| Stated task |
Please report each line of the entries below that contains the word "water", copying every such line in full.

⁂

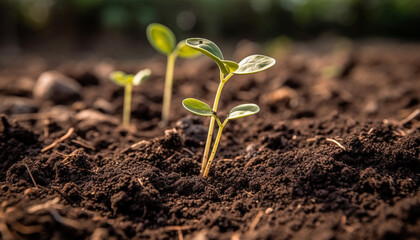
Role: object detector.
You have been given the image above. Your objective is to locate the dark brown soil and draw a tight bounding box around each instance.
[0,41,420,240]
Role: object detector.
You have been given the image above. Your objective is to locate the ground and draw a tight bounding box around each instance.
[0,40,420,240]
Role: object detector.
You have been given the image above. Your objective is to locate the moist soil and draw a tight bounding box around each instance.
[0,40,420,240]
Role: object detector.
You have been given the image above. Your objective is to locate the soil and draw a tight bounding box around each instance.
[0,40,420,240]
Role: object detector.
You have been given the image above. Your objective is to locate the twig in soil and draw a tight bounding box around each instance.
[165,226,191,240]
[51,186,77,203]
[11,112,53,121]
[392,129,407,137]
[71,139,95,151]
[49,208,82,229]
[399,108,420,125]
[44,119,50,138]
[56,149,79,164]
[24,163,38,189]
[230,232,241,240]
[41,128,74,153]
[137,178,144,188]
[248,211,264,232]
[306,135,322,142]
[325,138,346,151]
[182,148,194,156]
[27,197,62,213]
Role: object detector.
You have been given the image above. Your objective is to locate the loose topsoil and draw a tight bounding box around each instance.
[0,38,420,240]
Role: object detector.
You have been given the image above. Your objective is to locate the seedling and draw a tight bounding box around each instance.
[146,23,201,125]
[182,98,260,177]
[183,38,276,177]
[109,69,152,127]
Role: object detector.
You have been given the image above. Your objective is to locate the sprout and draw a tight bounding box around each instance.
[109,69,152,126]
[182,38,276,177]
[182,98,260,177]
[146,23,200,125]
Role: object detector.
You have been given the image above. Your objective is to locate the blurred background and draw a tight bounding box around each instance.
[0,0,420,57]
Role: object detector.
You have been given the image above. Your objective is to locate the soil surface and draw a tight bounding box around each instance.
[0,38,420,240]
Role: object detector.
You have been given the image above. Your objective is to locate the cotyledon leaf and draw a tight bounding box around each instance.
[146,23,176,55]
[109,71,128,86]
[227,103,260,120]
[133,68,152,86]
[182,98,213,117]
[176,40,201,58]
[234,55,276,75]
[222,60,239,73]
[186,38,229,74]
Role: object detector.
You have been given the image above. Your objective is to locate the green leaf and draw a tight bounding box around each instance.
[133,68,152,86]
[185,38,229,74]
[146,23,176,55]
[176,40,201,58]
[182,98,213,117]
[234,55,276,75]
[109,71,127,86]
[227,103,260,120]
[222,60,239,73]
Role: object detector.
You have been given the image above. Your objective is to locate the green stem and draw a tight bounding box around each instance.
[200,72,233,176]
[203,119,227,177]
[123,83,133,127]
[162,53,177,125]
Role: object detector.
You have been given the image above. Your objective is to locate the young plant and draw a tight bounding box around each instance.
[146,23,201,125]
[182,98,260,177]
[109,69,152,127]
[184,38,276,177]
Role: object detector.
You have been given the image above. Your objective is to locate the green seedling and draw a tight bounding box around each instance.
[184,38,276,177]
[182,98,260,177]
[109,69,152,127]
[146,23,201,125]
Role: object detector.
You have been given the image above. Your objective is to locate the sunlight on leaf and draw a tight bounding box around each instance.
[133,68,152,86]
[146,23,176,55]
[182,98,213,117]
[186,38,229,74]
[234,55,276,75]
[228,103,260,120]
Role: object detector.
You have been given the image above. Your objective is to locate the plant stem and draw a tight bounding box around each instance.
[162,53,177,125]
[203,121,227,177]
[123,83,133,127]
[200,72,233,176]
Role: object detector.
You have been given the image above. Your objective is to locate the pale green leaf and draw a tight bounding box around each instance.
[186,38,229,74]
[177,40,201,58]
[182,98,213,117]
[109,71,127,86]
[146,23,176,55]
[222,60,239,73]
[133,68,152,86]
[227,103,260,120]
[234,55,276,75]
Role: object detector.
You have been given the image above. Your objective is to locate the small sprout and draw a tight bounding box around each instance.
[109,69,152,127]
[146,23,201,124]
[182,38,276,177]
[182,98,260,177]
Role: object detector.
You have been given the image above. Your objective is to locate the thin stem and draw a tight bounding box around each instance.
[203,121,226,177]
[162,53,177,125]
[123,83,133,127]
[200,72,233,176]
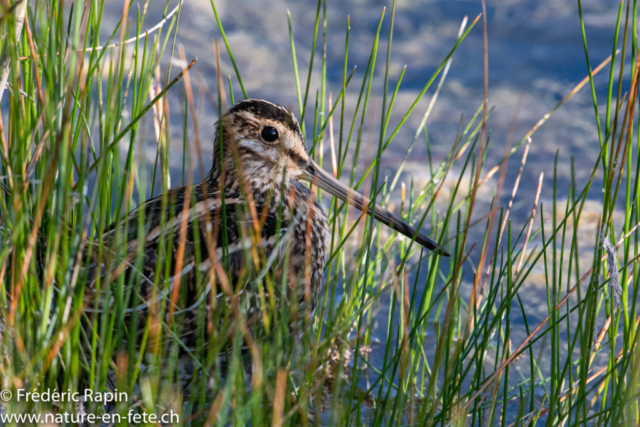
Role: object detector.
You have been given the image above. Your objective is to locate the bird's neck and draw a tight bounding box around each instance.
[205,160,295,203]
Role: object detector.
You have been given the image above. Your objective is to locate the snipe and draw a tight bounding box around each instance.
[86,99,449,356]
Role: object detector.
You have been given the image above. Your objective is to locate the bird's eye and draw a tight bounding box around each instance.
[260,126,278,142]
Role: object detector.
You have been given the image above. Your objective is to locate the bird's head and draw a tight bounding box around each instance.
[213,99,310,190]
[212,99,449,256]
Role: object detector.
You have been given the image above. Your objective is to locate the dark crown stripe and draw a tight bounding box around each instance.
[229,99,300,132]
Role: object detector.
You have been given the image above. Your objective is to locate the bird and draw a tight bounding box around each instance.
[84,99,449,374]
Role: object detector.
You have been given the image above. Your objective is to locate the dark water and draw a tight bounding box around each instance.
[99,0,629,422]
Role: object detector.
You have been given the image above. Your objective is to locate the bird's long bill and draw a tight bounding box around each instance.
[304,160,450,256]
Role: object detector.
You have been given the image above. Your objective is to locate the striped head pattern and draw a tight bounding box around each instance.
[212,99,310,191]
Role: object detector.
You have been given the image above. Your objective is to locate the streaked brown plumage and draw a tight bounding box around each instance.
[85,99,448,358]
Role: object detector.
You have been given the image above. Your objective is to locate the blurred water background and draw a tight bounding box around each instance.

⁂

| Solved problem |
You have been given the image above. Your objective is to locate the dark water and draw a tight bounding box around each instance.
You have been given the image above. Your objective is to locate the blurred water background and draw a tight bounding box around each instance.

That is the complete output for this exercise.